Friday, September 12, 2008

Karl & Carolina Swanson

Because of my interest in genealogy, I try to piece stories from different sources together so I can try to create a picture of the life of my ancestors that have long passed. Here are some notes and stories I have of my Great Great Grandparents.

Left: Mom and I standing in front of Brohemmet in 2001, the birthplace of Karl August Swanson

Karl August Svensson (1832-1890) was a crofter at Fallhemmet on Norrby lands in Ljung, Östergötland, Sweden. Carolina Gustafsdotter (1839-1932) grew up at Skuttet near Ljung (1/2 mile NE of Fallhemmet) They were married May 9th, 1862 in Stjärnorp. After Karl's father's death he and his brother Adolph built Fallhemmet in the woods above Brohemmet. The two brothers and their wives and children lived together at Fallhemmet until Karl's young family left Sweden in 1869.

Right: A view from the grounds surrounding Stjärnorp church and castle ruins. We met descendants of Karl's youngest brother Alfred on the grounds here for a picnic and then went to church with some of them. Alfred was the master gardener and grounds keeper of the Stjärnorp estate until his death in 1910. We found his gravestone in the cemetery there.

Below: The front of the church and a view towards the back of the church and the organ and balcony.

Emmigration Records, Carl Svensson, age 39, profession "Arb" = worker, workman, date of move 09 April 1869, from Ljung Östergötlands län, depart from Göteborg, Sweden - destination New York, code 1:71:684 From Göteborg they traveled to Hull, England on the ship "Hero" and took a train to Liverpool to embark on a transatlantic liner to the United States.

*The following is excerpts & adaptations from the booklet "Father's Pioneer Days" written by Mable, Emil, & Elmer Swanson & Phoebe Swanson Johnson in 1942 for their father Charley Swanson. Additional notes from Alice Jacobson Bennett & Diane Johnson.
While in Sweden Karl August Svensson built a bridge with sixty men working under him and paid them with cash. He also acted as clerk when some of the families sold their belongings and left for America. (His son Charley said Karl could figure quicker in his head than most men could with a pencil & paper.)
They left Göteborg, Sweden in a sailboat and it took them three weeks to get to Chicago in the Spring of 1869. (note written by my Grandmother Phoebe Swanson Johnson: "My father, C.T. Swanson said that before they left for America his grandmother, Johanna came to say goodbye to them. As she was leaving she kept waving to them and walking backwards. All of a sudden she fell and Carolina said, "Now Mamma fell in the ditch!" Poor dear, she never saw her daughter again. It must have been hard for the parents in those days to part with their children.")
Karl, wife Carolina, Charley- 6, John- 3, and Annie- not quite 1 year old, lived in a little house in the outskirts of Chicago in a town by the name of Crete. Karl and a beeswarm of all nationalities of men dumped dirt with wheelbarrows on a new railroad bed. There was a creek nearby where Karl played with children who found goose and turkey eggs and floated them in the water. Carolina took Charley to school where he got acquainted with other children and quickly learned the English language. In the fall the family left for St. Paul, Minn. They together with several other Swedes, rented a house by the Mississippi River. All the families cooked on the same stove.

● MATERIAL
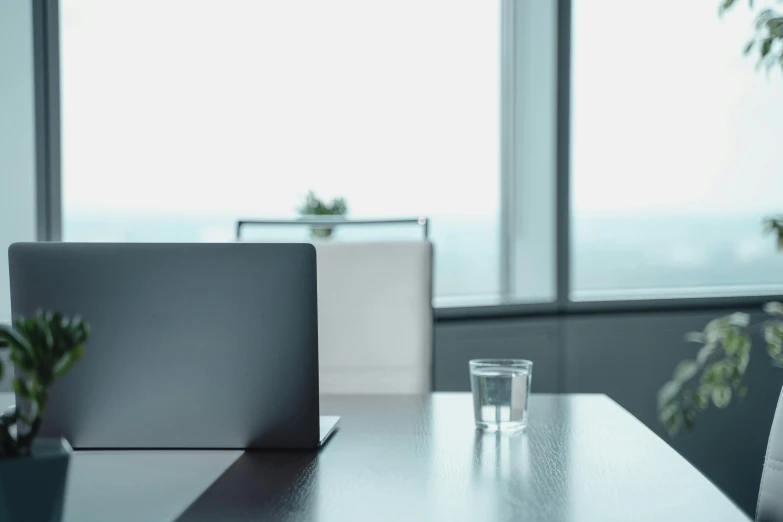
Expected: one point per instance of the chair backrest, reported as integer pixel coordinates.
(375, 318)
(770, 502)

● TASKS AND EXERCISES
(A) Using the Swanson family history, answer these:
(i) In what place were Karl and Carolina married?
(ii) What was the name of the ship that took them from Göteborg to Hull?
(iii) In what town on the outskirts of Chicago did the family live?
(B) Translate this sentence from the Swanson family history into Spanish: "Alfred was the master gardener and grounds keeper of the Stjärnorp estate until his death in 1910."
(C) Carry on the Swanson family history from where it stops.

● RESPONSES FOR EACH TASK
(A)
(i) Stjärnorp
(ii) "Hero"
(iii) Crete

(B) Alfred fue el jardinero principal y el encargado de los terrenos de la finca de Stjärnorp hasta su muerte en 1910.

(C)
During the winter Karl got work clearing for the building of a railroad between St. Paul and Lake Superior. Large trees were chopped down and a road cleared wide enough so two-yoke ox teams could get through with skids holding four tons of provisions, which were piled up on high places along the way about ten to twelve miles apart. The sixty men were supposed to clear one mile each day. They got behind schedule and then they got double pay when they worked over-time. A cooking outfit followed the crew on skids pulled by oxen. The men were given tin plates which the cooks filled up for them. Their fare was mostly dried peas, beans, pork and meat. The men sat on the 4-5 ft. snowdrifts to eat, and sometimes it was so cold they had to keep their mittens on. After work at night they would smoke and talk. When they were ready for bed they would tramp down a place in a snow-drift large enough in which to prepare their bed. Then they would put some evergreen branches into this space and cover the branches with a blanket. This was their bed with another blanket as a cover and a little tent or tepee over it to hold out the snow. They would sleep with their clothes on. Their hair and whiskers would grow long at the camp, and in the morning some of the men were sometimes froze fast to the snow and had to be chopped loose with an ax. They would get so lousy they would have to boil their clothes. One of the men caught a cold and died. Karl was appointed to write and tell his family in the old country and send the money that this man had. It was thought that Karl conducted the funeral services. He was a gifted Christian man. While the way for the railroad was being cleared up toward Lake Superior, the Indians came around by the hundreds. They wanted to buy tobacco. The Indians had snow-shoes that some of the men bought from them. When the men got their pay and left, they had to look out of robbers. Two of the men were robbed. When a company that Karl was in left the camp, the robbers were after them later on a hand car on the track too, but they hid in the woods and outwitted the thieves. They found a man with his hands tied around a tree not as lucky.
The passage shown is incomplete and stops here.